• **What to work on**
Pictures excluded, copy every record that follows exactly as it appears.

START Records supplied

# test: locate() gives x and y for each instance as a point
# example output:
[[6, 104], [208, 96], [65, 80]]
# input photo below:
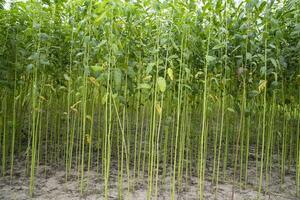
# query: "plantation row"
[[161, 88]]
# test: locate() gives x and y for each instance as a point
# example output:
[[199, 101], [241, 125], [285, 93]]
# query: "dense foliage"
[[151, 85]]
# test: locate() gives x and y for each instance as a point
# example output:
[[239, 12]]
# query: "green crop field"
[[152, 99]]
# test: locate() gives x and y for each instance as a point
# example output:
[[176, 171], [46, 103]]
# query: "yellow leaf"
[[94, 81], [170, 73], [88, 138], [146, 78], [158, 108], [262, 85]]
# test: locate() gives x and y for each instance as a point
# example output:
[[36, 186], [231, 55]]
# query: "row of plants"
[[161, 88]]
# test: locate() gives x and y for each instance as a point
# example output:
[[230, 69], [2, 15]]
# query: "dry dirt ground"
[[53, 186]]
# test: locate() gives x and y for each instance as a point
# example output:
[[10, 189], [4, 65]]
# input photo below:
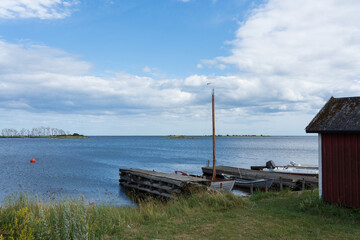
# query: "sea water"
[[90, 167]]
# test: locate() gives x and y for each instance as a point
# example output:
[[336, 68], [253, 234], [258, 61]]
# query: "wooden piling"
[[303, 184]]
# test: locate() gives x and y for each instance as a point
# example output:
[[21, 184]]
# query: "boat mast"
[[213, 120]]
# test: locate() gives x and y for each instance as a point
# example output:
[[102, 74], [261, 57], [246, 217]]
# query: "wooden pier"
[[280, 179], [161, 184]]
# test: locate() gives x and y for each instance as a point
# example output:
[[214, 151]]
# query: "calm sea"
[[90, 167]]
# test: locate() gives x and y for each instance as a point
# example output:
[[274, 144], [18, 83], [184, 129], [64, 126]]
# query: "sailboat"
[[225, 185]]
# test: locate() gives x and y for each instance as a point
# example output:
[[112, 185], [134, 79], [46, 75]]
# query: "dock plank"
[[161, 184]]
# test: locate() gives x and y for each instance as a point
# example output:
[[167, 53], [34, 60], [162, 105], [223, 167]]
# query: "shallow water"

END Records supplied

• **Exercise answer**
# test: locate() gives x and y for each instance as a point
# example output:
[[6, 104], [208, 96], [65, 80]]
# input photo below:
# query: "plantation row"
[[161, 88]]
# test: locate() gives x and y for each instance as a point
# example output:
[[199, 101], [241, 125], [285, 93]]
# query: "dense foliage"
[[151, 85]]
# test: locate() gives x and y for each instance as a point
# example output:
[[239, 12]]
# query: "green crop field"
[[152, 99]]
# test: locate() gives x and y for each instance as a point
# example output:
[[176, 171], [46, 103]]
# query: "yellow leaf"
[[94, 81], [170, 73], [88, 138], [146, 78], [158, 108], [262, 85]]
# test: locate() gives x and y for each instance as a point
# example output:
[[36, 186], [231, 55]]
# query: "row of plants"
[[161, 88]]
# test: locate() gives x and y for each instance as a point
# example output:
[[230, 69], [2, 15]]
# query: "dry dirt ground"
[[53, 186]]
# test: locate() gives x and y for each instance as a point
# example output:
[[10, 189], [4, 65]]
# input photo below:
# query: "sea water"
[[90, 167]]
# test: locate() gives x and y for each instance as a point
# example output:
[[336, 68], [253, 234], [258, 61]]
# query: "wooden piling"
[[303, 184]]
# test: locate() gives x and y for each instance as a point
# example output:
[[21, 184]]
# query: "boat mast"
[[213, 120]]
# test: locate() gives x and y for each instance as a point
# example output:
[[102, 74], [261, 57], [246, 217]]
# query: "wooden pier"
[[280, 179], [161, 184]]
# test: locate() gives x and y for each instance as a point
# example output:
[[214, 151]]
# query: "calm sea"
[[90, 167]]
# test: locate() gives x and y for each instance as a point
# example output:
[[274, 144], [18, 83], [184, 129], [64, 126]]
# query: "sailboat"
[[225, 185]]
# test: locate() gives x and y for each instance as a point
# example output:
[[112, 185], [134, 79], [46, 75]]
# query: "dock plank"
[[161, 184]]
# test: locate() gives x and y for each instance as a point
# example output:
[[167, 53], [34, 60], [162, 105], [223, 167]]
# query: "shallow water"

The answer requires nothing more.